## begin Task input
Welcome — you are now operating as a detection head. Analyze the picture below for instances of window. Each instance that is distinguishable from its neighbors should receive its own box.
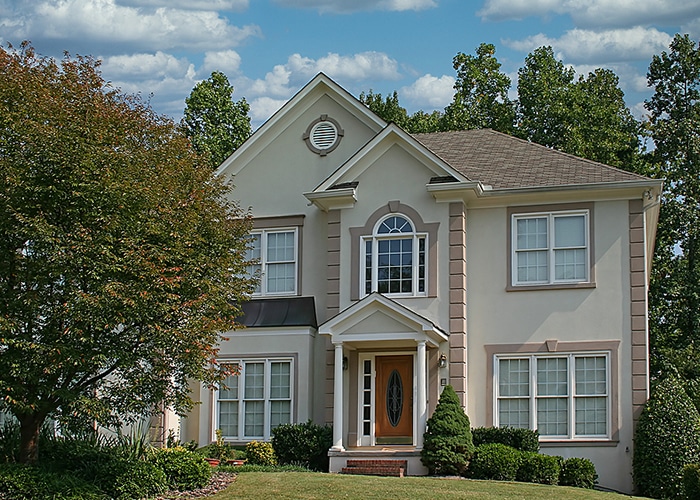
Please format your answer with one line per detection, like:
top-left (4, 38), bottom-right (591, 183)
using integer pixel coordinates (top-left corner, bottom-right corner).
top-left (215, 359), bottom-right (292, 440)
top-left (511, 210), bottom-right (591, 286)
top-left (495, 353), bottom-right (610, 440)
top-left (362, 215), bottom-right (426, 295)
top-left (246, 229), bottom-right (298, 295)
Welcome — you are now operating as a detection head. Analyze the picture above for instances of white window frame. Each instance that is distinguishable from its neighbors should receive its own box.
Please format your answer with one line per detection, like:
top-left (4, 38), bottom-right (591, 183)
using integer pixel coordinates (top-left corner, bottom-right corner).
top-left (211, 357), bottom-right (295, 442)
top-left (359, 213), bottom-right (430, 297)
top-left (246, 227), bottom-right (299, 297)
top-left (493, 351), bottom-right (613, 442)
top-left (510, 209), bottom-right (592, 287)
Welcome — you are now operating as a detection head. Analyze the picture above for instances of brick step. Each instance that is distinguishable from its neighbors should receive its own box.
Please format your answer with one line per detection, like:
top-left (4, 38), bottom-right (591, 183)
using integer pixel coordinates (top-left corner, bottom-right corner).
top-left (341, 465), bottom-right (405, 477)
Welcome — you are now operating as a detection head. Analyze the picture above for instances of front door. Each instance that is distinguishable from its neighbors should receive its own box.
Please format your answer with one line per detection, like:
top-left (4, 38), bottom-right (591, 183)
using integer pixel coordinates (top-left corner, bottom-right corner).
top-left (375, 355), bottom-right (413, 444)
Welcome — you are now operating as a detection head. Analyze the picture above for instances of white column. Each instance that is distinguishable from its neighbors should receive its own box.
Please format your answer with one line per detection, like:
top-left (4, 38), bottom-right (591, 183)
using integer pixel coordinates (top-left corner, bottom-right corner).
top-left (331, 342), bottom-right (345, 451)
top-left (416, 340), bottom-right (428, 449)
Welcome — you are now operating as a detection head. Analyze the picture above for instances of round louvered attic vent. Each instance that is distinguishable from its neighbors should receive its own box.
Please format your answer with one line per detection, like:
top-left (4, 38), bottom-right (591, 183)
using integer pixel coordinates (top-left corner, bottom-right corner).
top-left (303, 115), bottom-right (343, 156)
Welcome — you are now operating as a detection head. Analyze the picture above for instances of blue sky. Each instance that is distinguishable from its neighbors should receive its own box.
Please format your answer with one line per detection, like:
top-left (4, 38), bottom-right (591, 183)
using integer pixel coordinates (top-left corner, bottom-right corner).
top-left (0, 0), bottom-right (700, 127)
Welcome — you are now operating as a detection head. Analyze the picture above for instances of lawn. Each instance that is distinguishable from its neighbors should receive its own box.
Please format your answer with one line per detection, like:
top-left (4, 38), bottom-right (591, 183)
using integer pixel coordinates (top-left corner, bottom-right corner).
top-left (210, 472), bottom-right (633, 500)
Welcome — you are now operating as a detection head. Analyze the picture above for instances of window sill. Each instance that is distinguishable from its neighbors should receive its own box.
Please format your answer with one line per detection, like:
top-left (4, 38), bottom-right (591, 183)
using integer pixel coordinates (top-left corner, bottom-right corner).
top-left (540, 438), bottom-right (620, 448)
top-left (506, 281), bottom-right (596, 292)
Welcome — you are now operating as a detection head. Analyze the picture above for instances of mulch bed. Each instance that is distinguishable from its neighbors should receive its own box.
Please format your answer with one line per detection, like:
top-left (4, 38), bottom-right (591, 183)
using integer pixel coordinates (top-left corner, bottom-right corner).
top-left (156, 471), bottom-right (236, 500)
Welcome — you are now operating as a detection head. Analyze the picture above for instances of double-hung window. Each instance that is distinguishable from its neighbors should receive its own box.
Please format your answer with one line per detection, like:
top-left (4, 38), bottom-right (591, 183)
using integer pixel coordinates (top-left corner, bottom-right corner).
top-left (362, 215), bottom-right (427, 295)
top-left (511, 210), bottom-right (591, 286)
top-left (495, 353), bottom-right (611, 440)
top-left (246, 228), bottom-right (298, 295)
top-left (216, 358), bottom-right (293, 441)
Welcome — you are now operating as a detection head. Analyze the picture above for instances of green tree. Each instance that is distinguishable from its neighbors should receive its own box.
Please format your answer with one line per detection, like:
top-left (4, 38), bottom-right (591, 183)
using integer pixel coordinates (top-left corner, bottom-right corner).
top-left (0, 43), bottom-right (252, 462)
top-left (632, 377), bottom-right (700, 498)
top-left (516, 47), bottom-right (640, 170)
top-left (442, 43), bottom-right (515, 134)
top-left (645, 35), bottom-right (700, 384)
top-left (182, 71), bottom-right (251, 168)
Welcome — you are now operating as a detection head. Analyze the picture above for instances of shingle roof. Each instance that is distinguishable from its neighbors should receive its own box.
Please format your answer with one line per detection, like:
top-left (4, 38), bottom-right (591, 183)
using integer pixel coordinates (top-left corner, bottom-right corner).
top-left (413, 129), bottom-right (646, 189)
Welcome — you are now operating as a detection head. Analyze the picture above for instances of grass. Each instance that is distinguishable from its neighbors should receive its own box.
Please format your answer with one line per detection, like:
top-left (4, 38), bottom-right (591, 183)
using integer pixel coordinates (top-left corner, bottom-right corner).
top-left (210, 472), bottom-right (633, 500)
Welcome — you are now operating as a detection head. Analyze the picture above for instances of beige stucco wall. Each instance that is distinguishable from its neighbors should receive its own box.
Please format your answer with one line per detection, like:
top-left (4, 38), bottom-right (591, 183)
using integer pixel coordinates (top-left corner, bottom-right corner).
top-left (467, 200), bottom-right (633, 491)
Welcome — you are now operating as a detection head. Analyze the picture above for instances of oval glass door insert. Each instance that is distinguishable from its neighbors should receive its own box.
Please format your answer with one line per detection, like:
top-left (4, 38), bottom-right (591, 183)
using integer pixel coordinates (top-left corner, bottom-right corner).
top-left (386, 370), bottom-right (403, 427)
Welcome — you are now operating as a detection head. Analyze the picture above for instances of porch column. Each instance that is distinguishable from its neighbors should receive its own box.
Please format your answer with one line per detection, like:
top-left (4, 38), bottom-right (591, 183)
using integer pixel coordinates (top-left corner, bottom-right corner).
top-left (416, 340), bottom-right (428, 449)
top-left (331, 342), bottom-right (345, 451)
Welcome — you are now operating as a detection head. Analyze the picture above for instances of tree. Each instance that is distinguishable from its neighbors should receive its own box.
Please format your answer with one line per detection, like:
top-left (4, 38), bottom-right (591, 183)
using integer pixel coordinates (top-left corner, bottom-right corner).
top-left (632, 377), bottom-right (700, 498)
top-left (516, 47), bottom-right (640, 170)
top-left (182, 71), bottom-right (251, 168)
top-left (645, 35), bottom-right (700, 384)
top-left (0, 43), bottom-right (252, 462)
top-left (443, 43), bottom-right (515, 134)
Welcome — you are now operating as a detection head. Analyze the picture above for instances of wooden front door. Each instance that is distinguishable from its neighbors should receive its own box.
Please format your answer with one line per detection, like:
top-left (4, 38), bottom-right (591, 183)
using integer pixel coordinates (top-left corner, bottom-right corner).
top-left (375, 356), bottom-right (413, 444)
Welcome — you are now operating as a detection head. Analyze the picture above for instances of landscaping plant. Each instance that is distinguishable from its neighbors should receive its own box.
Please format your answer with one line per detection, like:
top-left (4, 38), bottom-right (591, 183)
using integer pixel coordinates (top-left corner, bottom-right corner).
top-left (421, 385), bottom-right (474, 475)
top-left (632, 377), bottom-right (700, 498)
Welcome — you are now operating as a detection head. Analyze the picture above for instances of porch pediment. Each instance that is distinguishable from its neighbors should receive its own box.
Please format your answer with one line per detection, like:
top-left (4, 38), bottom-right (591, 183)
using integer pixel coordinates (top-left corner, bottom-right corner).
top-left (318, 293), bottom-right (448, 347)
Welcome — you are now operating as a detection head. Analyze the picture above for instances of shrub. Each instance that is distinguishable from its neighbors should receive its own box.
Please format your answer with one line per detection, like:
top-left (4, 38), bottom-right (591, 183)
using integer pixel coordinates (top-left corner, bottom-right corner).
top-left (468, 443), bottom-right (522, 481)
top-left (421, 385), bottom-right (474, 475)
top-left (271, 420), bottom-right (333, 472)
top-left (559, 457), bottom-right (598, 488)
top-left (148, 447), bottom-right (211, 491)
top-left (515, 451), bottom-right (561, 484)
top-left (683, 464), bottom-right (700, 500)
top-left (632, 378), bottom-right (700, 498)
top-left (472, 427), bottom-right (540, 452)
top-left (245, 441), bottom-right (277, 465)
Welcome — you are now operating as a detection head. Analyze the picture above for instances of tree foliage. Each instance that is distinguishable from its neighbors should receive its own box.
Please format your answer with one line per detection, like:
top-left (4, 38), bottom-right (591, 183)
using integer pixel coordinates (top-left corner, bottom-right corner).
top-left (182, 71), bottom-right (251, 168)
top-left (0, 44), bottom-right (258, 462)
top-left (632, 377), bottom-right (700, 498)
top-left (515, 47), bottom-right (640, 170)
top-left (645, 35), bottom-right (700, 384)
top-left (443, 43), bottom-right (515, 134)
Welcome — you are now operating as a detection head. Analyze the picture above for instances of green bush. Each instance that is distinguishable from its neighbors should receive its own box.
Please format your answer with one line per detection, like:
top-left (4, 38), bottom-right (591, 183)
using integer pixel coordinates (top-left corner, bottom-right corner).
top-left (472, 427), bottom-right (540, 452)
top-left (421, 385), bottom-right (474, 475)
top-left (0, 463), bottom-right (108, 500)
top-left (559, 457), bottom-right (598, 488)
top-left (271, 420), bottom-right (333, 472)
top-left (148, 447), bottom-right (211, 491)
top-left (467, 443), bottom-right (522, 481)
top-left (515, 451), bottom-right (561, 484)
top-left (683, 464), bottom-right (700, 500)
top-left (245, 441), bottom-right (277, 465)
top-left (632, 378), bottom-right (700, 498)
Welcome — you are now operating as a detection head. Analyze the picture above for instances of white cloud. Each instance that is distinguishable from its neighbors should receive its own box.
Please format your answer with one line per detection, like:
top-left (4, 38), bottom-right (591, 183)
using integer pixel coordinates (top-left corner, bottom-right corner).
top-left (0, 0), bottom-right (260, 52)
top-left (274, 0), bottom-right (438, 14)
top-left (503, 27), bottom-right (672, 66)
top-left (399, 74), bottom-right (455, 113)
top-left (477, 0), bottom-right (700, 28)
top-left (200, 50), bottom-right (241, 78)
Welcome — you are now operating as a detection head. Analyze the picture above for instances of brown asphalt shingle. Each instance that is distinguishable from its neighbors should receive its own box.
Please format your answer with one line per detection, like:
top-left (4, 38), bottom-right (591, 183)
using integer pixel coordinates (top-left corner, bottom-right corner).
top-left (413, 129), bottom-right (646, 189)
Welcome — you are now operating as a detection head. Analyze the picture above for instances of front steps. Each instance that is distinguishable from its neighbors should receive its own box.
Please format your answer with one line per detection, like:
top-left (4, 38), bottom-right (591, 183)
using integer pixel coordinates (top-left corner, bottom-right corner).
top-left (340, 460), bottom-right (408, 477)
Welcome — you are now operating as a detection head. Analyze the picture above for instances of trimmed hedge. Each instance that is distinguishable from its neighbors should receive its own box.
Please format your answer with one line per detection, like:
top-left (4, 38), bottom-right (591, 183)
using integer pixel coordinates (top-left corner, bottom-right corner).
top-left (421, 385), bottom-right (474, 475)
top-left (472, 427), bottom-right (540, 452)
top-left (467, 443), bottom-right (522, 481)
top-left (271, 420), bottom-right (333, 472)
top-left (245, 441), bottom-right (277, 465)
top-left (559, 457), bottom-right (598, 489)
top-left (148, 446), bottom-right (212, 491)
top-left (632, 377), bottom-right (700, 498)
top-left (683, 464), bottom-right (700, 500)
top-left (515, 451), bottom-right (561, 484)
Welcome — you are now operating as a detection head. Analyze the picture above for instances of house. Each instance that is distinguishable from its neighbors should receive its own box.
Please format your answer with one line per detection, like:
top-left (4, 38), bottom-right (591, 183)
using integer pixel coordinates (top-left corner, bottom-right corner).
top-left (181, 74), bottom-right (661, 492)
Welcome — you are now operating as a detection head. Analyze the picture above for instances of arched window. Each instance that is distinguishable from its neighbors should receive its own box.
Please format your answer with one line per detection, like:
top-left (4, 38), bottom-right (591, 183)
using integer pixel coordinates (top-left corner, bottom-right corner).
top-left (363, 214), bottom-right (426, 295)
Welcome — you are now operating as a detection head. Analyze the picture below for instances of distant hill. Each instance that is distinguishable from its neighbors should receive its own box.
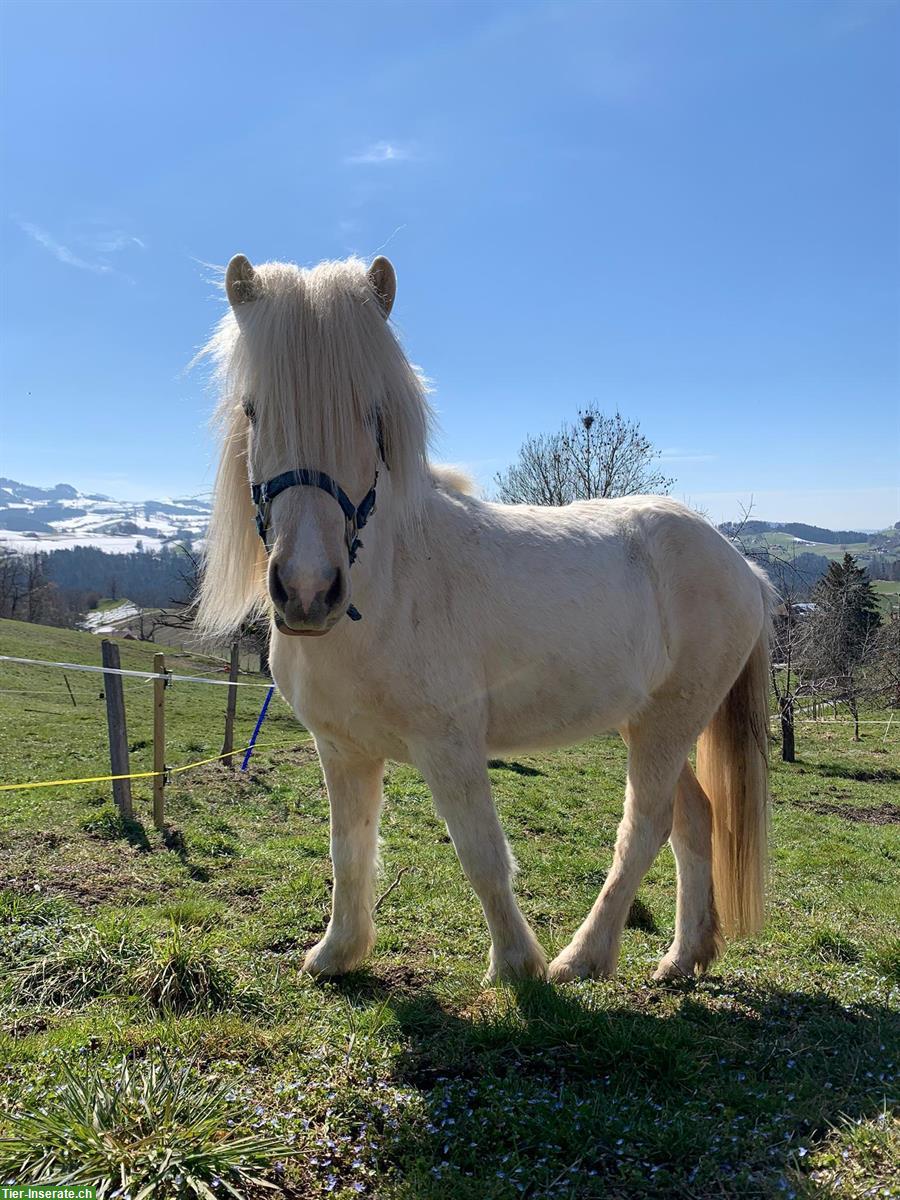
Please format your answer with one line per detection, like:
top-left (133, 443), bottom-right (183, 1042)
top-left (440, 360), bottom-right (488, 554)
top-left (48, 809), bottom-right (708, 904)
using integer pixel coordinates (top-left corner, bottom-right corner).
top-left (0, 478), bottom-right (211, 554)
top-left (719, 521), bottom-right (872, 546)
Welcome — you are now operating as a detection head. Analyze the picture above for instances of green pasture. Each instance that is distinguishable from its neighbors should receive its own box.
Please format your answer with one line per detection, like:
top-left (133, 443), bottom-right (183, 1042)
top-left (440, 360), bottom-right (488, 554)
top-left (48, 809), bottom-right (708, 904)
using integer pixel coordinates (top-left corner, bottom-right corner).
top-left (0, 622), bottom-right (900, 1200)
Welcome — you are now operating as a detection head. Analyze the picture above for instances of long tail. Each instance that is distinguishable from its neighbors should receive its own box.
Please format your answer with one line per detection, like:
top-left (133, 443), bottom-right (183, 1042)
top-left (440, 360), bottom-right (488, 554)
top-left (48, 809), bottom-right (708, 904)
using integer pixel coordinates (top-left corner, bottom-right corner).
top-left (697, 609), bottom-right (769, 935)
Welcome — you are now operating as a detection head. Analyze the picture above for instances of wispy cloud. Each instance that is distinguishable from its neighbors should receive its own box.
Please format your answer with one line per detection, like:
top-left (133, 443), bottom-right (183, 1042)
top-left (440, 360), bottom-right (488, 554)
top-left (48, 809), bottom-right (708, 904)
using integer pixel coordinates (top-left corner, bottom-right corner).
top-left (16, 218), bottom-right (146, 278)
top-left (344, 142), bottom-right (419, 167)
top-left (660, 446), bottom-right (719, 462)
top-left (78, 229), bottom-right (146, 254)
top-left (18, 221), bottom-right (114, 275)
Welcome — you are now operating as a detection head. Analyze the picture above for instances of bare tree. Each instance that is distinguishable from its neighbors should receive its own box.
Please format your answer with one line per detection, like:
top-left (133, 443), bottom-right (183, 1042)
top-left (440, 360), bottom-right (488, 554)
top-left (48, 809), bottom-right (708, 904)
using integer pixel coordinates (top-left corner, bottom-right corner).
top-left (803, 553), bottom-right (881, 742)
top-left (494, 407), bottom-right (673, 505)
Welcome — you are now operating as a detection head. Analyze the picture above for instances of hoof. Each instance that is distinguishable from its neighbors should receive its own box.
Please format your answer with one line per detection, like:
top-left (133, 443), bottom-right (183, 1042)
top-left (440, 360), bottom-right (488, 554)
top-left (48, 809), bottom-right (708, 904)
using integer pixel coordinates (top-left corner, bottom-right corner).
top-left (547, 946), bottom-right (616, 983)
top-left (484, 941), bottom-right (547, 986)
top-left (653, 955), bottom-right (694, 983)
top-left (302, 937), bottom-right (371, 979)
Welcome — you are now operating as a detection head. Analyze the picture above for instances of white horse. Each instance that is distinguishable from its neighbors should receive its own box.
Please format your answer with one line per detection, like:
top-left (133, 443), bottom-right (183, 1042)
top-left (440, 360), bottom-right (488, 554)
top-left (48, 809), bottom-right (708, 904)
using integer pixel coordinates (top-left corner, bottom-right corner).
top-left (199, 256), bottom-right (772, 980)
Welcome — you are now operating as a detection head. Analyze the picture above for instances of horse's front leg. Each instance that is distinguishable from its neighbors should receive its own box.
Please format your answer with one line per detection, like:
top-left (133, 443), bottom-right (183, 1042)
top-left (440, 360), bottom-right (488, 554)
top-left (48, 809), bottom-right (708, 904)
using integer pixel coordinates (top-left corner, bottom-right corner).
top-left (304, 738), bottom-right (384, 976)
top-left (414, 744), bottom-right (547, 983)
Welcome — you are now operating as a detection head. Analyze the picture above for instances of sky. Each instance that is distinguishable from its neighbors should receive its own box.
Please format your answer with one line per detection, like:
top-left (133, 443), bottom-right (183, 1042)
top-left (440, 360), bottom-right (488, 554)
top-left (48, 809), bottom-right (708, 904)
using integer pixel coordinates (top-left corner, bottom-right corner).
top-left (0, 0), bottom-right (900, 528)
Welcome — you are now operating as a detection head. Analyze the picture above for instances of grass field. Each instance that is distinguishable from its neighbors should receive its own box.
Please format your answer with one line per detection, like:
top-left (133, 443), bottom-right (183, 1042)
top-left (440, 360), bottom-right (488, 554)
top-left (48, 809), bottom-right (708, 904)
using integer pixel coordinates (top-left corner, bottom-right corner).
top-left (872, 580), bottom-right (900, 613)
top-left (0, 622), bottom-right (900, 1200)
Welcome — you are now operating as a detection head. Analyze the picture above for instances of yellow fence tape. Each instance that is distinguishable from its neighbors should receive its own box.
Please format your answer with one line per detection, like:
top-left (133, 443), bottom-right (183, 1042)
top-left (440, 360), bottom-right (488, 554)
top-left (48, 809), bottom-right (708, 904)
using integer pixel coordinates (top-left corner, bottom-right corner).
top-left (0, 742), bottom-right (309, 792)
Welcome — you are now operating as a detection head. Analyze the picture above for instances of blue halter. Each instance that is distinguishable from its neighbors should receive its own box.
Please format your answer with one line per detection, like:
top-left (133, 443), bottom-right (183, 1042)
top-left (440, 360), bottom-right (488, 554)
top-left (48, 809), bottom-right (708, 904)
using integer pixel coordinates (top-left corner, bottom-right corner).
top-left (250, 465), bottom-right (380, 620)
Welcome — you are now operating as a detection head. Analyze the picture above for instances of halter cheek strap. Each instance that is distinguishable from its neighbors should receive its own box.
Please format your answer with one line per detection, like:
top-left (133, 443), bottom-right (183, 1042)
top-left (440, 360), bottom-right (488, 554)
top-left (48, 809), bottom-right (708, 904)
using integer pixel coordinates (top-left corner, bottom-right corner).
top-left (250, 467), bottom-right (378, 620)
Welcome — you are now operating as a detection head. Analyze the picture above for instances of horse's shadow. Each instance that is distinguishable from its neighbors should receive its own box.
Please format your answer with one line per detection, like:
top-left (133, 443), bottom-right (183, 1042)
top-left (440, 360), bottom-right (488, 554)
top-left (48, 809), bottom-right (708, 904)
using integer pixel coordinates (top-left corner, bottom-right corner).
top-left (341, 971), bottom-right (900, 1200)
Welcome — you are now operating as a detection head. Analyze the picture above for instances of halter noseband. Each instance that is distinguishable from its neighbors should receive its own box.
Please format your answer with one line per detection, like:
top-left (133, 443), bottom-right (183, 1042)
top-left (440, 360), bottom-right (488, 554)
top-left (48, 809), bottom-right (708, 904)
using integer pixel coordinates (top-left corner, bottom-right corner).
top-left (250, 465), bottom-right (380, 620)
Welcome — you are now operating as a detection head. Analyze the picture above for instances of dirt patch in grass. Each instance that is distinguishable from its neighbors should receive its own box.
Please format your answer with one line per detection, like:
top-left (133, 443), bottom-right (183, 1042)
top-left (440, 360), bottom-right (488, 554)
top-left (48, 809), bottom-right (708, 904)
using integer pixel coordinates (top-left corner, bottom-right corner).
top-left (787, 799), bottom-right (900, 824)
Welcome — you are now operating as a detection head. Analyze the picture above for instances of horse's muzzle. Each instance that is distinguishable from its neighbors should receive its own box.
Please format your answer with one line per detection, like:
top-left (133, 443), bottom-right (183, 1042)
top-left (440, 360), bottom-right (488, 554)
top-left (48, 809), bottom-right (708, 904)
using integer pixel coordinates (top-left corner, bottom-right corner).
top-left (269, 558), bottom-right (349, 637)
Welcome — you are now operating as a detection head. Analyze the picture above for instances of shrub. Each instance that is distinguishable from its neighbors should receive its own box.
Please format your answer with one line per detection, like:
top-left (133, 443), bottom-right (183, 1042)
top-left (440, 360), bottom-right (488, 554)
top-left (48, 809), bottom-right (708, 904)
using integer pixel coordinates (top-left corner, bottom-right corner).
top-left (0, 1057), bottom-right (296, 1200)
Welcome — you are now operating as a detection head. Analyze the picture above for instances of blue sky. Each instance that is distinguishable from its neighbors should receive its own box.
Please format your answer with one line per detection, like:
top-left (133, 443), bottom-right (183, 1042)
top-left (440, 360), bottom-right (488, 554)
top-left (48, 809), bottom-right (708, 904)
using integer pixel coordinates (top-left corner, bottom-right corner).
top-left (0, 0), bottom-right (900, 527)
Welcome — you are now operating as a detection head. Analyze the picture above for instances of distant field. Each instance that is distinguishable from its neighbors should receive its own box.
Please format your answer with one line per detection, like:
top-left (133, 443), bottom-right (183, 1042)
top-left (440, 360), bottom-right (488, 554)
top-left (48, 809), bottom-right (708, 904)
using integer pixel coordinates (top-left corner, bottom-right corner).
## end Task input
Reproduce the lines of the records verbatim, beginning at the line that contains "instances of wooden" and ending after the line that contains "top-left (375, 356), bottom-right (413, 444)".

*Output of the task*.
Welcome — you are now operating as a detection head. Analyze the picture above for instances of wooden front door. Each instance that is distinguishable from its neighbors should receive its own box.
Please format your answer with one line per detection, like:
top-left (4, 38), bottom-right (591, 183)
using integer pixel coordinates (top-left corner, bottom-right corner).
top-left (375, 356), bottom-right (413, 444)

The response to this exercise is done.